---------- Listing ----------

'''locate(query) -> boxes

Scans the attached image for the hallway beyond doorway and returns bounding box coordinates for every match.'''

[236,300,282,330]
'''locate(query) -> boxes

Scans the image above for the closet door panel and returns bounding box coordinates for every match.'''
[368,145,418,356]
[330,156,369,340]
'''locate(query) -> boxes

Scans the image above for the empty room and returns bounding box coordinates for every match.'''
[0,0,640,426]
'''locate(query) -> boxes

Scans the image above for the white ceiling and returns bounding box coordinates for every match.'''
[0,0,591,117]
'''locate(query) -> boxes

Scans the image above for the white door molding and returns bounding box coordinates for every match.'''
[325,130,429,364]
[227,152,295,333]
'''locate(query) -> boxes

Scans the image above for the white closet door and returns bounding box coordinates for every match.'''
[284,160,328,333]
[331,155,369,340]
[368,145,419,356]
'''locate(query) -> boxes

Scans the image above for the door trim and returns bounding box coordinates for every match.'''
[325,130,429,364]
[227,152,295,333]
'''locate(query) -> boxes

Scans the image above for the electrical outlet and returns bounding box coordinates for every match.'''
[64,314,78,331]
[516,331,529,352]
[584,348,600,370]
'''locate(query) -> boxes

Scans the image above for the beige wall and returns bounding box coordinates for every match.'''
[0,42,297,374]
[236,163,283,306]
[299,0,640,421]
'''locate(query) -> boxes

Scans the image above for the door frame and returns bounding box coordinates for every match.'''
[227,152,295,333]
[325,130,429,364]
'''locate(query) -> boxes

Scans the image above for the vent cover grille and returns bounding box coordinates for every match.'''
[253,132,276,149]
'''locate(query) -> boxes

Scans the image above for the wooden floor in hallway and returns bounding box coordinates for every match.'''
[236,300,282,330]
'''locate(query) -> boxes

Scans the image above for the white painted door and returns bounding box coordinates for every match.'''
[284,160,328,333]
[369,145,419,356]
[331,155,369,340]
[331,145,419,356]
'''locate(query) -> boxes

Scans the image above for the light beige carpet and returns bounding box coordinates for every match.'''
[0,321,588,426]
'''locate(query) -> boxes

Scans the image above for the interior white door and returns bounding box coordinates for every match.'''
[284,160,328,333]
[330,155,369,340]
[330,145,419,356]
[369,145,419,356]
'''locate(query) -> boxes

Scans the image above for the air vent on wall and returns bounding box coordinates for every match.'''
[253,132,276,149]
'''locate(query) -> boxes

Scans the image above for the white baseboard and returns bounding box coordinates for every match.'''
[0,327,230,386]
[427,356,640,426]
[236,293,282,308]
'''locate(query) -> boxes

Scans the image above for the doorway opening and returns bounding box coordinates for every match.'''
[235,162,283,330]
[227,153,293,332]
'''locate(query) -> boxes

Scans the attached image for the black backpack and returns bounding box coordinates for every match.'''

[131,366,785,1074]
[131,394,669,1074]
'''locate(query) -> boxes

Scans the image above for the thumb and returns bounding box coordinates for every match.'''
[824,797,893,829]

----------
---------- Listing ----------

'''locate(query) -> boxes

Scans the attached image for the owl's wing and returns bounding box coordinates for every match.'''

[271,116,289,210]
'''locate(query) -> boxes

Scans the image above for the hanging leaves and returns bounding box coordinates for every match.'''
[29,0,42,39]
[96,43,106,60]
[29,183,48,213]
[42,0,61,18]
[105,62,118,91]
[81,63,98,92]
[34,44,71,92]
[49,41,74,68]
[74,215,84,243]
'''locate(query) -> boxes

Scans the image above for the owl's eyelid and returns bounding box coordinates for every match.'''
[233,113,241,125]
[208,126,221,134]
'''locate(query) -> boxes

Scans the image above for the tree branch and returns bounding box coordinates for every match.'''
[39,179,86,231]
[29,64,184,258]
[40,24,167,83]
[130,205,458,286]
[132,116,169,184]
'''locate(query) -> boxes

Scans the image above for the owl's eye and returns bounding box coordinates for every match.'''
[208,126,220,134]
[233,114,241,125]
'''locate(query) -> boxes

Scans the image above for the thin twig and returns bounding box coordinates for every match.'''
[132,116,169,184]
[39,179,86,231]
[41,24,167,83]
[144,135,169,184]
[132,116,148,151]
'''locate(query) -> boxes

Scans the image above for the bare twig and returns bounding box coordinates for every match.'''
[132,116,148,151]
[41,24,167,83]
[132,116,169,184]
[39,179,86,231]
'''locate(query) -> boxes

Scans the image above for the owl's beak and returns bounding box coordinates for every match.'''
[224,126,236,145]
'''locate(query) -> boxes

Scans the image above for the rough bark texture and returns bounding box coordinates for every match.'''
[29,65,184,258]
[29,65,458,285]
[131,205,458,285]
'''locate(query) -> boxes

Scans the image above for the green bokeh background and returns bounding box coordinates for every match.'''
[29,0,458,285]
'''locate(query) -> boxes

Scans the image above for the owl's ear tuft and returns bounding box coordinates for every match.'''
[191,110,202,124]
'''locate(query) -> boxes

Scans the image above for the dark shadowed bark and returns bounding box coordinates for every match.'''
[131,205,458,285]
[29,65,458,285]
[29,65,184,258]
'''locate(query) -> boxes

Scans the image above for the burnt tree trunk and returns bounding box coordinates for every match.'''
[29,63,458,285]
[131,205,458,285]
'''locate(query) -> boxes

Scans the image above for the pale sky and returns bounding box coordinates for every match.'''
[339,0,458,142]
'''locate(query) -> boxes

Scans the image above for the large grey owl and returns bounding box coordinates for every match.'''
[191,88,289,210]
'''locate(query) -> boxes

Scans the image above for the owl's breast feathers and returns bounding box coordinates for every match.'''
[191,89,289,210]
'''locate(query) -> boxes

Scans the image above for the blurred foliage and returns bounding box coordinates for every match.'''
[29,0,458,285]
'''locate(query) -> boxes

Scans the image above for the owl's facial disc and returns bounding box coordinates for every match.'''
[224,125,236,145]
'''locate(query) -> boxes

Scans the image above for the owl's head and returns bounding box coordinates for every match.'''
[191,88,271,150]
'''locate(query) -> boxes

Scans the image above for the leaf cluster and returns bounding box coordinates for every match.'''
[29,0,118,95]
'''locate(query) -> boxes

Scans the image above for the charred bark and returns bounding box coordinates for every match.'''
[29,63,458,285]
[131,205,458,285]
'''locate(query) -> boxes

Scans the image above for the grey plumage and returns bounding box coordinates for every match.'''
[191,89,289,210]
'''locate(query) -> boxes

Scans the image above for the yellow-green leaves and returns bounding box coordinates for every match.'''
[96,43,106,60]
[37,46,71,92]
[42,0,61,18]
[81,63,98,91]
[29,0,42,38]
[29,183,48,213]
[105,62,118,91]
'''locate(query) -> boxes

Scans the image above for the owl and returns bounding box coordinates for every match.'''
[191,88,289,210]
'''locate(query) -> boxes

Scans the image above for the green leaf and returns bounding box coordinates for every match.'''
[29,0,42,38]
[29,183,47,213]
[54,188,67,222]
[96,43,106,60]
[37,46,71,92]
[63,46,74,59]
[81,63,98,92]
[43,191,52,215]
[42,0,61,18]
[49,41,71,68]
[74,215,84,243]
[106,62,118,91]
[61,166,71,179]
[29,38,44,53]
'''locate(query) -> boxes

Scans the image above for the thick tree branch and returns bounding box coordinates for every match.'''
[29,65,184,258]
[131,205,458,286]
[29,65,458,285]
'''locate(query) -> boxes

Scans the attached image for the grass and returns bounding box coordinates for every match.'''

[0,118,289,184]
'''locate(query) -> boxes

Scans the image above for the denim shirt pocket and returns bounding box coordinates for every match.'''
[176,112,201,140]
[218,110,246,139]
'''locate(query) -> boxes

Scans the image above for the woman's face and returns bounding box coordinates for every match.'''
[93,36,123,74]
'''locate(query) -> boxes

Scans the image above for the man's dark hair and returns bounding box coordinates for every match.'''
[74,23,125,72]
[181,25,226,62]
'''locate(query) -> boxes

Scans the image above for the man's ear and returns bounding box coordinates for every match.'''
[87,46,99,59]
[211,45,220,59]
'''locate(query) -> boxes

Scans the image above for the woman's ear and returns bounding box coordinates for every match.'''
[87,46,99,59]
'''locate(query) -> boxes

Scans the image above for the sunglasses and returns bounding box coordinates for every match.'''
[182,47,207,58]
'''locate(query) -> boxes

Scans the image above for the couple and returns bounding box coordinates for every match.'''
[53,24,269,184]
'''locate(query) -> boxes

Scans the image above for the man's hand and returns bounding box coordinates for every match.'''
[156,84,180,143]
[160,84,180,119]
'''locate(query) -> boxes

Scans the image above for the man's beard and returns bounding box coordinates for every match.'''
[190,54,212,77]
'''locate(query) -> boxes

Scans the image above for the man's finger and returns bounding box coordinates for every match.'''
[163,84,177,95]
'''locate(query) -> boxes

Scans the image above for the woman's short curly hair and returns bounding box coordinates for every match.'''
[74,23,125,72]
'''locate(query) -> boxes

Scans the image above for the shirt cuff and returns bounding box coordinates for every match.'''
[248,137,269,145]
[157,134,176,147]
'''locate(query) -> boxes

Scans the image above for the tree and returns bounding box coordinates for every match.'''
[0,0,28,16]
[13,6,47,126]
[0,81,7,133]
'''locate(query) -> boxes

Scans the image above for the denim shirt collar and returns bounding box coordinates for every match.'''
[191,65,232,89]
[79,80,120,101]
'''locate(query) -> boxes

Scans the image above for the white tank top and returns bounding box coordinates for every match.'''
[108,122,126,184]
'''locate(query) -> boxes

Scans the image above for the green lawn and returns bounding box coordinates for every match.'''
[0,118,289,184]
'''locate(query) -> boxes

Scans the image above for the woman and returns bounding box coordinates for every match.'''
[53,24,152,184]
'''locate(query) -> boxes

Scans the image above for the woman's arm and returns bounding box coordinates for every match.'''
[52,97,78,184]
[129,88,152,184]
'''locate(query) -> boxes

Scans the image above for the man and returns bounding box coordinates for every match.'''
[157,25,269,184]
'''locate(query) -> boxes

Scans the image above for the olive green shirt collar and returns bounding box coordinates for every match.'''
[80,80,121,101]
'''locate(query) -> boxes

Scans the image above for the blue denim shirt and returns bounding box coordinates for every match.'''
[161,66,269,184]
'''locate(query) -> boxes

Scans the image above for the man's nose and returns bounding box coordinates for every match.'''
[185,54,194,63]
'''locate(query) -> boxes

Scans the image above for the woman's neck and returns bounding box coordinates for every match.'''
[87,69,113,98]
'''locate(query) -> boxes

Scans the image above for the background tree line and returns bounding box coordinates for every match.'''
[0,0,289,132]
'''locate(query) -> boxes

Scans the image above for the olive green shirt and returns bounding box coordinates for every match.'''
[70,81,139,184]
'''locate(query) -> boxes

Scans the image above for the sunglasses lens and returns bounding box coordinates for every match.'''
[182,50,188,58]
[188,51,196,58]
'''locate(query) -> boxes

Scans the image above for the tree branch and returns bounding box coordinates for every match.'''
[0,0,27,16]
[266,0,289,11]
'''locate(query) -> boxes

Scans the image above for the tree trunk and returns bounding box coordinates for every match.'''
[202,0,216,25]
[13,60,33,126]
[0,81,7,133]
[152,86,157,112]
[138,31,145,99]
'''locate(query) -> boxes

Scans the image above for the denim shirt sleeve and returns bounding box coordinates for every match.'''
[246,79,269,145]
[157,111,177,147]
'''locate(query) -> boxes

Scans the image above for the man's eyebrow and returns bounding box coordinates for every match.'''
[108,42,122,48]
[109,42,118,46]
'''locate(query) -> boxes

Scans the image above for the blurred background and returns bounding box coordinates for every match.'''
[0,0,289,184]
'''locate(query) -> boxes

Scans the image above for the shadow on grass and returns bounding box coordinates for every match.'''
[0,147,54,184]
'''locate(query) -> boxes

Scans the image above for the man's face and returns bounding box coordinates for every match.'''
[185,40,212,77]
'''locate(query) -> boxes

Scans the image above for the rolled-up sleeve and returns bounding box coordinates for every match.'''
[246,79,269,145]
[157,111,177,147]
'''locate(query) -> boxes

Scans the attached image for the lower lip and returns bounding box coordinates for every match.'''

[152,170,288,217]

----------
---------- Listing ----------

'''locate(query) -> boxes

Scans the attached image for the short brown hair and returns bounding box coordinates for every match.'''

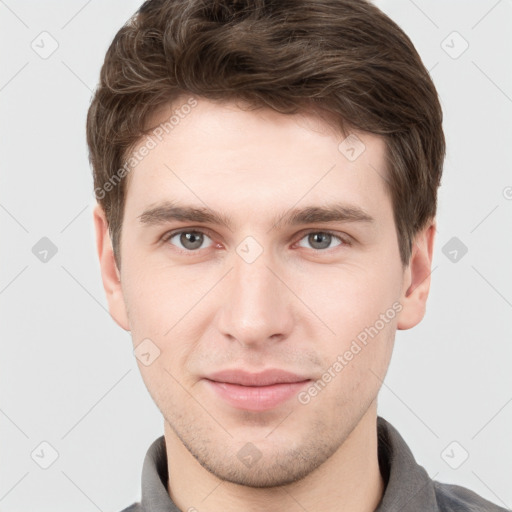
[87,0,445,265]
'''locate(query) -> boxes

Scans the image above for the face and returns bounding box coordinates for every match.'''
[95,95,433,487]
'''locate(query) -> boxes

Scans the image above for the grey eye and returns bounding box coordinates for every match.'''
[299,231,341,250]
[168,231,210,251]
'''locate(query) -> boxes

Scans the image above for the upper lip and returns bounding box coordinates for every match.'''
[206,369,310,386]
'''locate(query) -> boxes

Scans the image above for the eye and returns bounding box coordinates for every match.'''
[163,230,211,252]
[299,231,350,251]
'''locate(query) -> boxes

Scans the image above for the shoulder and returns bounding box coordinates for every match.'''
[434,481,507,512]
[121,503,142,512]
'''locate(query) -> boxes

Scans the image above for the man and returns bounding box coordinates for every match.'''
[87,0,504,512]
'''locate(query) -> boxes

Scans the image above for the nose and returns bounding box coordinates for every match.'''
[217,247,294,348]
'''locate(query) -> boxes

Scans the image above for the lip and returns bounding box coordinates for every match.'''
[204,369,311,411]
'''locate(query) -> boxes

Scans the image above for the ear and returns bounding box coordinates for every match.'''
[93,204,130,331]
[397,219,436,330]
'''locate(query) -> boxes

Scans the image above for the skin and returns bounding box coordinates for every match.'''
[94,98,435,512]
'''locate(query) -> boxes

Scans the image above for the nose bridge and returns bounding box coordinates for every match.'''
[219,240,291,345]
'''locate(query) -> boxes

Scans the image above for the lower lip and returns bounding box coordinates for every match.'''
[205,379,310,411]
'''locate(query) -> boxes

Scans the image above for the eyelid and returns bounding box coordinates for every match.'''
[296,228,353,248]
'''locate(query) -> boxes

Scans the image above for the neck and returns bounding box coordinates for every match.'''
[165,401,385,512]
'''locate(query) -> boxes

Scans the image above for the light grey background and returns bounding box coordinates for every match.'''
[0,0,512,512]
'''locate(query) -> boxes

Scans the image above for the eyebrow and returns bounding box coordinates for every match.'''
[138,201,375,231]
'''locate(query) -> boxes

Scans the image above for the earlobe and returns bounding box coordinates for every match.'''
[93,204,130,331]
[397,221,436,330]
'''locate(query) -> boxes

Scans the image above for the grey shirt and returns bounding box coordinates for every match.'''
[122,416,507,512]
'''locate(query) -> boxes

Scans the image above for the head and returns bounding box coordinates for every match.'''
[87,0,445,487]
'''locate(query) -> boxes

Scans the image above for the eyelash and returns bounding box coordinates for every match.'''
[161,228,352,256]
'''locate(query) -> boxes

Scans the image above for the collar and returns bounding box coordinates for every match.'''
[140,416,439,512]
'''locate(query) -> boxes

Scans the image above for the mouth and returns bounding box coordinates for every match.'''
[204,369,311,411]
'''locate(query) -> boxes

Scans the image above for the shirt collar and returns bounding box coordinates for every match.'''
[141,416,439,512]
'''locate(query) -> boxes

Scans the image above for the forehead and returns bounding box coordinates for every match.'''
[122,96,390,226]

----------

(What you should do): Report how many lines of the material above contain the string "grey", with case counting, and give only that number.

(Correct result): 5